> _Work order_
Please go through the records below and return every line holding the word "raised".

Natural-language object grounding data
+ + + + +

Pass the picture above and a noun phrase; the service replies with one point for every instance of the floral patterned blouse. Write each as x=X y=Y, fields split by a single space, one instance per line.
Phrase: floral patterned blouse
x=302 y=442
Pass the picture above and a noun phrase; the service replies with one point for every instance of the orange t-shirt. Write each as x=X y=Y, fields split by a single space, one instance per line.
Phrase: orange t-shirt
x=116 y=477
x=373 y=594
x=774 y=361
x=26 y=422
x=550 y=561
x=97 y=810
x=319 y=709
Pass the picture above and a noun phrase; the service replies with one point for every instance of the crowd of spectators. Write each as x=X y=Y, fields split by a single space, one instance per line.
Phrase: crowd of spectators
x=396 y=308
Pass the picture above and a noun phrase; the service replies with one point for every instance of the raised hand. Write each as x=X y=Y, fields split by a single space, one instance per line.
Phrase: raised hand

+ + + + +

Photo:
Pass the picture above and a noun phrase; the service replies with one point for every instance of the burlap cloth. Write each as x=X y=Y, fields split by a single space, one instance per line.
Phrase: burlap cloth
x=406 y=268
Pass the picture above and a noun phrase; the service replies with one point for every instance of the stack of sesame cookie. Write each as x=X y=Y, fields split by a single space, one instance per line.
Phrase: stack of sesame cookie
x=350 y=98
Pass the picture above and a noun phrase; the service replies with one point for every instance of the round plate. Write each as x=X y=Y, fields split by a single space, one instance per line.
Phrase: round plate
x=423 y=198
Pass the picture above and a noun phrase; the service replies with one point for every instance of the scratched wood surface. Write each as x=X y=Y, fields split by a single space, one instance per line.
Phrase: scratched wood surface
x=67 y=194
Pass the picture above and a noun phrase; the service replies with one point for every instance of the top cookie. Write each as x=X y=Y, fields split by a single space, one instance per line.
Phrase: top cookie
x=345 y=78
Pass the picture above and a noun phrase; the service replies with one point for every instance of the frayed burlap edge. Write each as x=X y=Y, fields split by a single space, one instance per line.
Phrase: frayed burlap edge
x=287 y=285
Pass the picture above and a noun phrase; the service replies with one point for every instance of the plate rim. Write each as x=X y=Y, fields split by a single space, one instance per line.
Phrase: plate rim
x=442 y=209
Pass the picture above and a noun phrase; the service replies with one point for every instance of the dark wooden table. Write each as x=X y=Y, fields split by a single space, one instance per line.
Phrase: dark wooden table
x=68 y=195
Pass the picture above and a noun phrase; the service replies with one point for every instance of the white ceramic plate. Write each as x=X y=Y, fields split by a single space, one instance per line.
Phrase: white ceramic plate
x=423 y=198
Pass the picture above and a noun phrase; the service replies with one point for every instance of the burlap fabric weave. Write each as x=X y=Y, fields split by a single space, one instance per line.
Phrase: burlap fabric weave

+ + + + +

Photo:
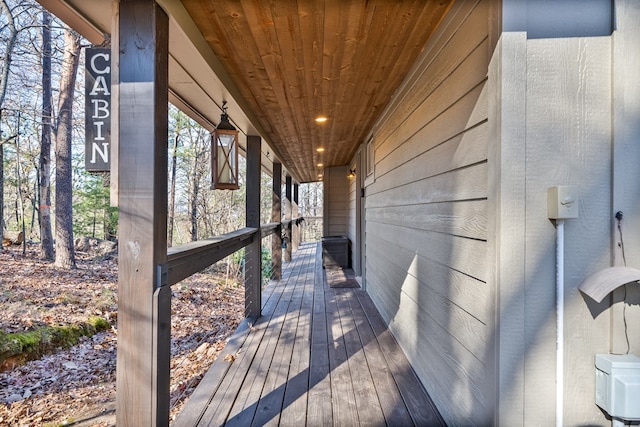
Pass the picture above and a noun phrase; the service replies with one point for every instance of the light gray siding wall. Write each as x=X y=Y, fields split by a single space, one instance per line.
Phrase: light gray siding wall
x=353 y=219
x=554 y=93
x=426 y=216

+ + + + +

> _Task solution_
Pass the picture above and a noun phrase; the service replies with one point for every instance of the raised hand. Write each as x=X y=Y, fields split by a single space, one instance per line.
Phrase: raised hand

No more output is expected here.